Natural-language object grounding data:
········

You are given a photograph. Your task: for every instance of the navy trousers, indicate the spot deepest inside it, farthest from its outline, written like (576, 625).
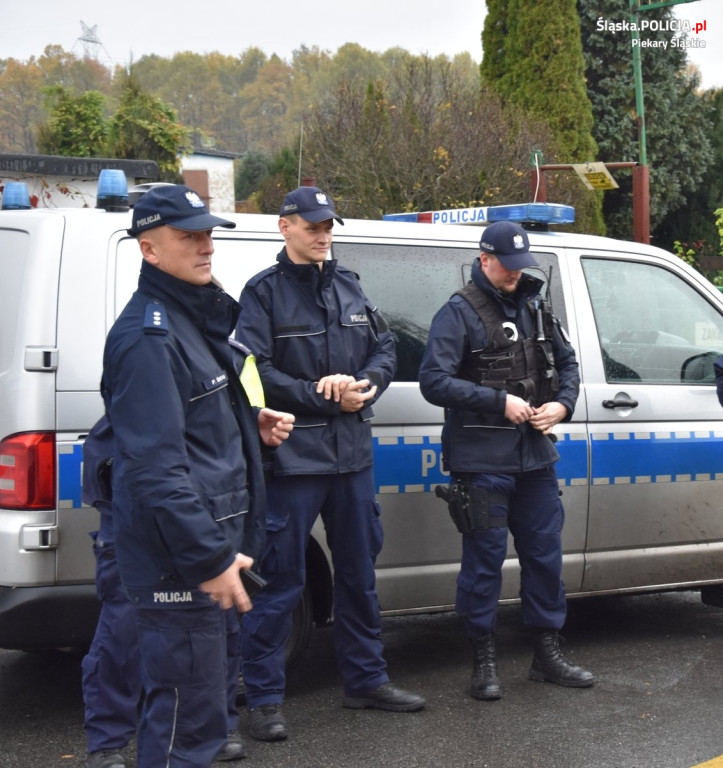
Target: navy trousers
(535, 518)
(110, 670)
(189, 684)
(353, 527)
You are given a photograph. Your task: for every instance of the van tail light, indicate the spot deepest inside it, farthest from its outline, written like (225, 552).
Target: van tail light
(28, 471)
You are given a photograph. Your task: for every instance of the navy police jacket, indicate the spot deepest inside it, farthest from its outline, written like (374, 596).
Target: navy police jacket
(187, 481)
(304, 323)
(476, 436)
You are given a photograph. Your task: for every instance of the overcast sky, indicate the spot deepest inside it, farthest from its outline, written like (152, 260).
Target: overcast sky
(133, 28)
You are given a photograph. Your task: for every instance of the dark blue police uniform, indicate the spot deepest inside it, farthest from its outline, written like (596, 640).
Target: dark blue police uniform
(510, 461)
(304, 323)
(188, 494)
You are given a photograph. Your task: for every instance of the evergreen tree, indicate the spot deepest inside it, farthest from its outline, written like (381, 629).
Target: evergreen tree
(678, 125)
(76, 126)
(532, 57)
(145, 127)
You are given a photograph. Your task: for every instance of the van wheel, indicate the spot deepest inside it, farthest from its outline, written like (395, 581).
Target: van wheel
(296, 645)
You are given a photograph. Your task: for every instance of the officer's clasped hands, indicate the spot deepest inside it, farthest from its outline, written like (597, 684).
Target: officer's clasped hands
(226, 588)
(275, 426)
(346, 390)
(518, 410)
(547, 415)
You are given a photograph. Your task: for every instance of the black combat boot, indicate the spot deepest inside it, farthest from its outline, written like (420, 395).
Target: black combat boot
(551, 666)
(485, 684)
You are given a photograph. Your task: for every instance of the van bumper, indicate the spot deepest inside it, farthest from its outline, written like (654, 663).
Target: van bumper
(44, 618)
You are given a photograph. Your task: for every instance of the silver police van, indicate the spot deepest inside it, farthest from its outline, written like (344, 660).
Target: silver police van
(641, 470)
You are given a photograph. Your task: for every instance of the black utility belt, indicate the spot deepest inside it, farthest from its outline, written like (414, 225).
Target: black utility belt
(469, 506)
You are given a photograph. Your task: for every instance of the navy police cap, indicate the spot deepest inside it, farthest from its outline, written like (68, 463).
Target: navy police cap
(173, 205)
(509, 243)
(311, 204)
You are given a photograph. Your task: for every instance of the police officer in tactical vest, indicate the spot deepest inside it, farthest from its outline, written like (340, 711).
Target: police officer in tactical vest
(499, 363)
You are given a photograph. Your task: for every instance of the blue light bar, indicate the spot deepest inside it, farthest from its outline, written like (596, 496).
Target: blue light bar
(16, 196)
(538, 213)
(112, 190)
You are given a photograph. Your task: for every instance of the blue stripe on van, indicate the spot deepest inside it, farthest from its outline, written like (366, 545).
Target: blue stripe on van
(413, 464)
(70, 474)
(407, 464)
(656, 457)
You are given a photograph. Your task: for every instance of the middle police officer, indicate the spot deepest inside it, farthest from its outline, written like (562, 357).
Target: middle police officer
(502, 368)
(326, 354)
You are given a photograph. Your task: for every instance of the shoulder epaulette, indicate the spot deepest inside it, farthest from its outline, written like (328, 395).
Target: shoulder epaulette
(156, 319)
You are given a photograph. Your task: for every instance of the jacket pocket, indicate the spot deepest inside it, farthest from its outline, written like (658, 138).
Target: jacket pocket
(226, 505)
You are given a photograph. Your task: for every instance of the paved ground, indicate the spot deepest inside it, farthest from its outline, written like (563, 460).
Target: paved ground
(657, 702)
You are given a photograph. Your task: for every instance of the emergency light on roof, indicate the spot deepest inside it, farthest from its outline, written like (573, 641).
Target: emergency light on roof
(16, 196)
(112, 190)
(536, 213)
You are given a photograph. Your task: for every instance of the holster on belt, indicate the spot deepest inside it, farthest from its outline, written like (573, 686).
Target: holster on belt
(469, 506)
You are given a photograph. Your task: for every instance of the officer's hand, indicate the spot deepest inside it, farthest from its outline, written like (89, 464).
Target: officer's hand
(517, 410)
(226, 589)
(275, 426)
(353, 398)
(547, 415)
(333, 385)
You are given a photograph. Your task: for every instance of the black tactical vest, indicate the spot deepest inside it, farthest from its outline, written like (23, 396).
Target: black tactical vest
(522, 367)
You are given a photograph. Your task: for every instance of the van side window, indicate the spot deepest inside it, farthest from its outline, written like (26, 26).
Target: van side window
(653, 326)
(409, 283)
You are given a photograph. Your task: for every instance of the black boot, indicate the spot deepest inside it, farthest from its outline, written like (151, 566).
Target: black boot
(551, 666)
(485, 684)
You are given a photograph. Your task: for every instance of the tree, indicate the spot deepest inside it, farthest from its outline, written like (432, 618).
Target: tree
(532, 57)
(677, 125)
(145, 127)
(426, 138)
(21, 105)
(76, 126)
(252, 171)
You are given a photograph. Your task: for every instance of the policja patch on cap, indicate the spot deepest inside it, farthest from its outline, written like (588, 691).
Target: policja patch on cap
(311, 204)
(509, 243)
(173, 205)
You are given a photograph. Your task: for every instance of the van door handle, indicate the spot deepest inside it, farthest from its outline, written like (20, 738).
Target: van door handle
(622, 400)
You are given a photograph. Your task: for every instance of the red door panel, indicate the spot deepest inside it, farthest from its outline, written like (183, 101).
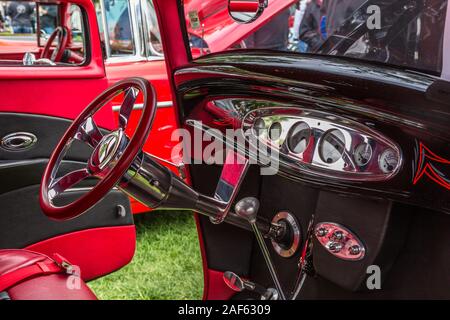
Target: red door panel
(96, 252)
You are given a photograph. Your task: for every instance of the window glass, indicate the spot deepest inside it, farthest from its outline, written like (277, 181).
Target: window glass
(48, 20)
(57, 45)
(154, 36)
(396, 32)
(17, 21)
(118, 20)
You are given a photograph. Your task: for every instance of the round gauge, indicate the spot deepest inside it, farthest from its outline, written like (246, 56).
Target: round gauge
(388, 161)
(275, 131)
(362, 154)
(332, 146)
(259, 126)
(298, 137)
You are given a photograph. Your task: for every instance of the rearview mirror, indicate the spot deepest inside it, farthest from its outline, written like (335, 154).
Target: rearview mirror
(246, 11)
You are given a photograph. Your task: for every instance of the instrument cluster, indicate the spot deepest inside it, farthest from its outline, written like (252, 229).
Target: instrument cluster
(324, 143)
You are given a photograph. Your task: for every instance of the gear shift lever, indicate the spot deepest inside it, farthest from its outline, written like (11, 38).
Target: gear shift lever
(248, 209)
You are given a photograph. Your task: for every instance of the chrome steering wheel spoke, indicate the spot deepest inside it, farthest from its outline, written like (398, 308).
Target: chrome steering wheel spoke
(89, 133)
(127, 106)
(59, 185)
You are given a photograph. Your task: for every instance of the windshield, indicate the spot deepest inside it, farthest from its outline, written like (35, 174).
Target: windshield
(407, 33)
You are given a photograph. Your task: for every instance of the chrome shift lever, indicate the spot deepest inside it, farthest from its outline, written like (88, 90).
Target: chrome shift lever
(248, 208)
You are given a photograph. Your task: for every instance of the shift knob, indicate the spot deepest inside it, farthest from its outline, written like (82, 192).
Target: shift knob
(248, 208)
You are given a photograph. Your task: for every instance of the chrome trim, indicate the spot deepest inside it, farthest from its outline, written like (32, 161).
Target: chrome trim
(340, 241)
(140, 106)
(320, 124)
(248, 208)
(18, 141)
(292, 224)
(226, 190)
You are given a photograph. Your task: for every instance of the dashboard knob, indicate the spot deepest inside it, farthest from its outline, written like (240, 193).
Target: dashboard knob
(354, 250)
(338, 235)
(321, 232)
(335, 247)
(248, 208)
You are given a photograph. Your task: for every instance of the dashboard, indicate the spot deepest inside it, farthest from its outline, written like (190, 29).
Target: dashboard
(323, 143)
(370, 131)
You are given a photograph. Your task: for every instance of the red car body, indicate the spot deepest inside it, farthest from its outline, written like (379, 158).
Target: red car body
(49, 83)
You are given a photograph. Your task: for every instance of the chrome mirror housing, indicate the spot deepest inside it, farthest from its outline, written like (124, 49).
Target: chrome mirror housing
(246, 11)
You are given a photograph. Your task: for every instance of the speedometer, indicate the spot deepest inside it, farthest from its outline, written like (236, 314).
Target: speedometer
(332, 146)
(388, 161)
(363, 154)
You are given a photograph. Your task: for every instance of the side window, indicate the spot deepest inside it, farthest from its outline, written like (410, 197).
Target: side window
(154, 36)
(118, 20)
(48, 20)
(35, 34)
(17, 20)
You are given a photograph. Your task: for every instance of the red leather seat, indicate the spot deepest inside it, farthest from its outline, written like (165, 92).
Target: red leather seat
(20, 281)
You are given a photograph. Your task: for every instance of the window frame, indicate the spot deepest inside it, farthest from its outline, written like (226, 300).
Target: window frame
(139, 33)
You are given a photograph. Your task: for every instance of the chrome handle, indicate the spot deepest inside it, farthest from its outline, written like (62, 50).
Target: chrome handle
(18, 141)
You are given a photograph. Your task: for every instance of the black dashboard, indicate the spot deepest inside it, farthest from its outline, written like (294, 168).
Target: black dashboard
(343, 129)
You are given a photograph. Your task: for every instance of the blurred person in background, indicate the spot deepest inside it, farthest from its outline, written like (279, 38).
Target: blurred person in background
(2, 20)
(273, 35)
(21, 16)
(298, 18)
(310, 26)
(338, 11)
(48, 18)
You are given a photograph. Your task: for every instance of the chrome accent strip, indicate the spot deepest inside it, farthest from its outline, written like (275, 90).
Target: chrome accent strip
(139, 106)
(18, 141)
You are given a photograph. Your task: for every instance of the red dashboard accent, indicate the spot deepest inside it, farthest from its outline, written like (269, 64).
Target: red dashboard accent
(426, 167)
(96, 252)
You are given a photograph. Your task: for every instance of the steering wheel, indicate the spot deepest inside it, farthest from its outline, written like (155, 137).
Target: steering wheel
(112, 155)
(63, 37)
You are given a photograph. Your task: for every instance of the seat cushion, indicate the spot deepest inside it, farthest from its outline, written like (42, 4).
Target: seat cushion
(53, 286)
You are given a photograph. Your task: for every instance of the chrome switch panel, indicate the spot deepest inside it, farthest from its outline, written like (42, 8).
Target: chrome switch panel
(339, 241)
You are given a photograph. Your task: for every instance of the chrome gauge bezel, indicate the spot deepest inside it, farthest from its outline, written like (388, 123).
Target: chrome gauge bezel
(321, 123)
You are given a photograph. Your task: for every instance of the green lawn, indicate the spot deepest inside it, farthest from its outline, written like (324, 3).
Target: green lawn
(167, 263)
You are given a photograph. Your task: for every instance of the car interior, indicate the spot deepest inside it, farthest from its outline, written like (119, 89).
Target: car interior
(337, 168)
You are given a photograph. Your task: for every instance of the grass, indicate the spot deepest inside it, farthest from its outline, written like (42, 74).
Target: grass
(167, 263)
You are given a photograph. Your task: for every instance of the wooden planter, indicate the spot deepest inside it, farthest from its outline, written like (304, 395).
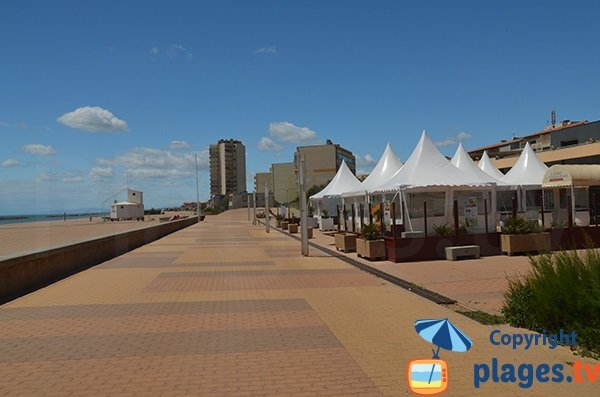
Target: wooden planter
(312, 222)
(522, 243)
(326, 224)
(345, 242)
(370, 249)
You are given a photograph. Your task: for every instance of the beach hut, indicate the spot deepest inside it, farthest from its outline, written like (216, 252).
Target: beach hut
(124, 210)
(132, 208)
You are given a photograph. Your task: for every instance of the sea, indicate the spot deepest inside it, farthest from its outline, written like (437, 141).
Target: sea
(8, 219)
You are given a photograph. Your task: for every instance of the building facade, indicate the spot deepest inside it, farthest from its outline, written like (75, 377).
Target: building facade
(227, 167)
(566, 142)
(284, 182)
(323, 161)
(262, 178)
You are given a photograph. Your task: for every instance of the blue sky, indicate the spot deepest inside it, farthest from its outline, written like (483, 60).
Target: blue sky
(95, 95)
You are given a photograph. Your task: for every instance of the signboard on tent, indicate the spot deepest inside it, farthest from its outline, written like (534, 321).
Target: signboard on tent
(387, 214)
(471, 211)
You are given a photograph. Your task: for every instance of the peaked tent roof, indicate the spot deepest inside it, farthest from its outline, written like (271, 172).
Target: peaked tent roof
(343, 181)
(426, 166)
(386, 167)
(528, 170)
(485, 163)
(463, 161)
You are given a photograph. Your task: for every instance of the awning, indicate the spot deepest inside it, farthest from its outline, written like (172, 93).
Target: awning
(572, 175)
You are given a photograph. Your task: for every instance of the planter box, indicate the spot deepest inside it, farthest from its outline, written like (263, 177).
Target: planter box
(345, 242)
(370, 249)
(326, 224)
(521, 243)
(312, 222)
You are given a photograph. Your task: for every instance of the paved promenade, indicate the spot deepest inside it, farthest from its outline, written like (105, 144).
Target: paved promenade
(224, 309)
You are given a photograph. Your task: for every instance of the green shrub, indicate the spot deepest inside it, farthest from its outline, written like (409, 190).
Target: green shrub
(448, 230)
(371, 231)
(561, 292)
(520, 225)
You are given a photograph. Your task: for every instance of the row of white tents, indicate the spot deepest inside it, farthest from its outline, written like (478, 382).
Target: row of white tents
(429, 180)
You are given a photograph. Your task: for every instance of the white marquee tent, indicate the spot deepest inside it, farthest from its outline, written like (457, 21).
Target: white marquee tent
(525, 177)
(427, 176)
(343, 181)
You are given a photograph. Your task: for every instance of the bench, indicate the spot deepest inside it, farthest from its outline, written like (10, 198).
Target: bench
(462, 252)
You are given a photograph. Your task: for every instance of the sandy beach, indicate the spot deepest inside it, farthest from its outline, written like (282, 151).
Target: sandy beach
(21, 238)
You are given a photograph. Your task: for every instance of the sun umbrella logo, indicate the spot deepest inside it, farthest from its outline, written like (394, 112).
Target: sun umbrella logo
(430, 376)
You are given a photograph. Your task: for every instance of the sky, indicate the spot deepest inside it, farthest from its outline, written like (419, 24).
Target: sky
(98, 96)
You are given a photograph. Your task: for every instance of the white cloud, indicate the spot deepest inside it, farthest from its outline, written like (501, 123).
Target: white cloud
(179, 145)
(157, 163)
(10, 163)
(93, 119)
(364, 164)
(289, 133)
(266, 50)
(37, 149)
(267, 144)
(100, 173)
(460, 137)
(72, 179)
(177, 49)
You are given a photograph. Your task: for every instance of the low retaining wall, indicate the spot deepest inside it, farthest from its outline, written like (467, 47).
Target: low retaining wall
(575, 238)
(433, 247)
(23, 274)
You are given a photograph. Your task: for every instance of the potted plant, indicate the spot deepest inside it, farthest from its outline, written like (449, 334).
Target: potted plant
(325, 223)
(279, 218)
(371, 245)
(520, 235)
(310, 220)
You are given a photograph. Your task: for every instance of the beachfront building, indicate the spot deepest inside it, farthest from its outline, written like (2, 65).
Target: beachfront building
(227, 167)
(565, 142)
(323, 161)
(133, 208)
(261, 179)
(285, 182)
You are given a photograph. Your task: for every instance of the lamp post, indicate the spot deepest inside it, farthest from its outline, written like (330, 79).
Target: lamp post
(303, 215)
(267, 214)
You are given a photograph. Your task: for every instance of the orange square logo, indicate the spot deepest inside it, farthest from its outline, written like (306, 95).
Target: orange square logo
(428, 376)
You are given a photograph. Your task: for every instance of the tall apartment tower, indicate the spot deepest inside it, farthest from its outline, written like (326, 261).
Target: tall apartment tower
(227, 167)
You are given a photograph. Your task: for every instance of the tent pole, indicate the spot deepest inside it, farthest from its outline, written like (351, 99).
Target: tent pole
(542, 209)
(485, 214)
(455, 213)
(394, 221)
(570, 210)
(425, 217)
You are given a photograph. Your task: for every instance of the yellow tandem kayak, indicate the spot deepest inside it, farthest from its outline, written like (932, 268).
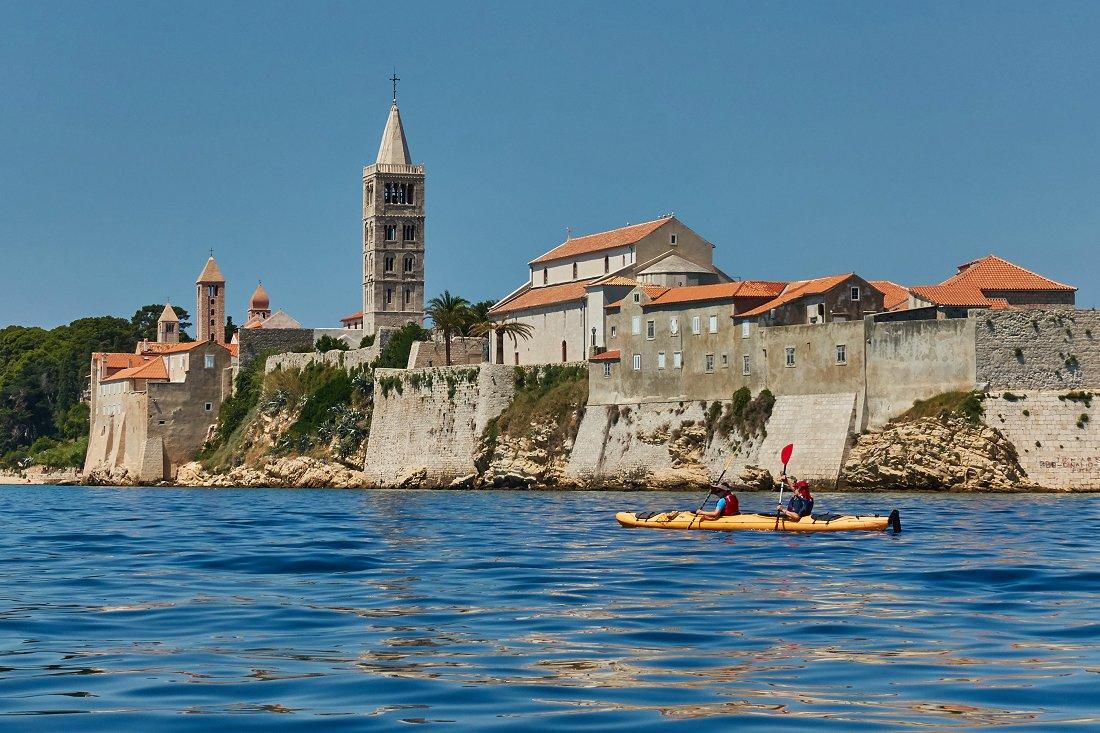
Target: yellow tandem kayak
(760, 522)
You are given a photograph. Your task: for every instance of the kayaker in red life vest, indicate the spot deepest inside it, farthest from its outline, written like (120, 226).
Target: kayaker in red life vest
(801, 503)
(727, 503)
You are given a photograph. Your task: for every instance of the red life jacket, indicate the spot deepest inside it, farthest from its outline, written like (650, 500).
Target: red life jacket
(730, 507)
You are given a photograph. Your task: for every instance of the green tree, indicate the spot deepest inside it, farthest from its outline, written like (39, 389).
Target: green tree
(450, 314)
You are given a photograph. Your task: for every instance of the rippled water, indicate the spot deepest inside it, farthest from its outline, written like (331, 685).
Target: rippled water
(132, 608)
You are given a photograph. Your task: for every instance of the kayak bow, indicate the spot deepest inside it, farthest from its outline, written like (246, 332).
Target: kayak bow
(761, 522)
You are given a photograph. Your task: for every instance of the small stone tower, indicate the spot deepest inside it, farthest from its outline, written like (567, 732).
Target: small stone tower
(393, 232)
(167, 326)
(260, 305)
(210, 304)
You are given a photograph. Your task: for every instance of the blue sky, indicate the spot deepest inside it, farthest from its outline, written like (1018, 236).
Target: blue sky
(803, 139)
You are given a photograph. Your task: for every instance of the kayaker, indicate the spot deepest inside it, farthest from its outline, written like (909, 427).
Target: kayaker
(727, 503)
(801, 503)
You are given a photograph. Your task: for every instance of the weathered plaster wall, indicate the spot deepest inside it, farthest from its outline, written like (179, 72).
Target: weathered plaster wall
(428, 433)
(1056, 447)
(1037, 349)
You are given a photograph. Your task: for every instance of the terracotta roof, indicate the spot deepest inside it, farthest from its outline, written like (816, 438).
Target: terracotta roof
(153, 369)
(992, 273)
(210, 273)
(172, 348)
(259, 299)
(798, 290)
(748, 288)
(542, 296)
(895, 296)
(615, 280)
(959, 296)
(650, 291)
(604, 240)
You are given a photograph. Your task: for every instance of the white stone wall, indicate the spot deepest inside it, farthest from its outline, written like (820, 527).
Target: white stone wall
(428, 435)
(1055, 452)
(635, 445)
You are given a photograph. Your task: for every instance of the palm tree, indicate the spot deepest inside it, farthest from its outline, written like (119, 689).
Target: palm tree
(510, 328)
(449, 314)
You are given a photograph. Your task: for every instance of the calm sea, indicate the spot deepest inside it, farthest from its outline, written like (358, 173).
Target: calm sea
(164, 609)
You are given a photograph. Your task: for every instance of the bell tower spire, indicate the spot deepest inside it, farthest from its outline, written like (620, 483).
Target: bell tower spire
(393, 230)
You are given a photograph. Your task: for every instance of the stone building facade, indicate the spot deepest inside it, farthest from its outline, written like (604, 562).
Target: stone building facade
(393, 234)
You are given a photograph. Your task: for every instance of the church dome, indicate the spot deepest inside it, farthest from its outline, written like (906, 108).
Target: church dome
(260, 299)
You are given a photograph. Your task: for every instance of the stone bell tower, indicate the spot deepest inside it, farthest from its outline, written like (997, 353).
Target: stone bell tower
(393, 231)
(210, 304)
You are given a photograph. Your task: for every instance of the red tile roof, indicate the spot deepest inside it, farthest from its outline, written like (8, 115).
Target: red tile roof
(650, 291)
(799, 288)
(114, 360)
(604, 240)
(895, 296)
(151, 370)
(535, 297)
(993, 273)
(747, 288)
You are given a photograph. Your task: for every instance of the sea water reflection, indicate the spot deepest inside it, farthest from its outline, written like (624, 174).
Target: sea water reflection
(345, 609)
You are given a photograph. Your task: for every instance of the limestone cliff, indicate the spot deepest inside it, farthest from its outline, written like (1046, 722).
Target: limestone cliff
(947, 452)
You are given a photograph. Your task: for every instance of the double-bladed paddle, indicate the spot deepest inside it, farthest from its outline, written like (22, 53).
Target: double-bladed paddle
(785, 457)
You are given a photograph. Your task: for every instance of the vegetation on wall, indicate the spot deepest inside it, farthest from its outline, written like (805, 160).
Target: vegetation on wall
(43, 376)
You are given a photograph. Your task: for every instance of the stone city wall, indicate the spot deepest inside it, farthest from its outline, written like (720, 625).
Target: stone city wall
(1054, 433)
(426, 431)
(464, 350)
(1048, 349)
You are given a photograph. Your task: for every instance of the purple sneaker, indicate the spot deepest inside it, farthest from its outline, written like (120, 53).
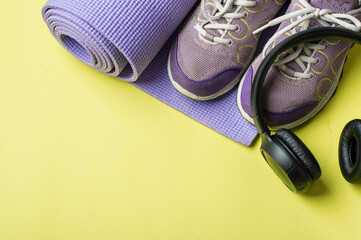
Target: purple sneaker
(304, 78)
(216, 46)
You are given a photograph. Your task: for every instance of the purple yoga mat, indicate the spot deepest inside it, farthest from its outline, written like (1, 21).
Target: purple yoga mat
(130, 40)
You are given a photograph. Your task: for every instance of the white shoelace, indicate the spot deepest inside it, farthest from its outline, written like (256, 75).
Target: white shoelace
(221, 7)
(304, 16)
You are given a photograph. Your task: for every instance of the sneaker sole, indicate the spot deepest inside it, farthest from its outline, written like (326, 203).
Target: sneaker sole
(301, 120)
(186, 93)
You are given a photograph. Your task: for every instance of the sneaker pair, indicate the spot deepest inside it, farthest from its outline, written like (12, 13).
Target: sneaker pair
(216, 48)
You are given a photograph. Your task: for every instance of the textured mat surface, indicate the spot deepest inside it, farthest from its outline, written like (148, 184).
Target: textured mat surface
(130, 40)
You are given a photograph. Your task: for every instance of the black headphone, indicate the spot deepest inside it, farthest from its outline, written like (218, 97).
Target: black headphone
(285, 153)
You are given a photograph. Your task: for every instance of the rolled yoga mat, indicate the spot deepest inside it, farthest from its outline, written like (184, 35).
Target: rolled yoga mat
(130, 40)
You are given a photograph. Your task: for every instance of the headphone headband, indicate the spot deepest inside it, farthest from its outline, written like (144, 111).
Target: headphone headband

········

Task details.
Of the lines above, copy only those from the one holding "like (22, 53)." to the one holding "like (256, 75).", both included, and exclude every image.

Output.
You are given a photograph. Your task: for every instance of the double-bladed paddle, indicate the spot deepest inside it, farthest from its outline, written like (22, 53).
Target: double-bladed paddle
(785, 457)
You are given a photograph. Your task: for every instance of the vegetation on wall, indicate the spot deepest inside it, farthest from its outline, written like (805, 160).
Target: vegetation on wall
(43, 376)
You are given a photograph. Your task: for every instance of the stone city wall, indicate the spot deepest inside it, farthest from its outline, written like (720, 625).
Target: stone city wall
(1054, 433)
(426, 431)
(464, 350)
(1048, 349)
You are given a photograph. Your task: for every instance of the purple sneaker, indicate the spot deepest inside it, farthest from its outline, written like (120, 53).
Target: purple sneaker
(304, 78)
(216, 46)
You are given a photograph. Your task: for every instance of the purple yoga mat, indicate the spot deepest inside it, farthest from its outline, written like (1, 21).
Target: purple yoga mat
(130, 40)
You are given a photograph. Your task: for every instance of the white shoelace, indicate the spot deepest inside it, farthest from its outline, written like (256, 75).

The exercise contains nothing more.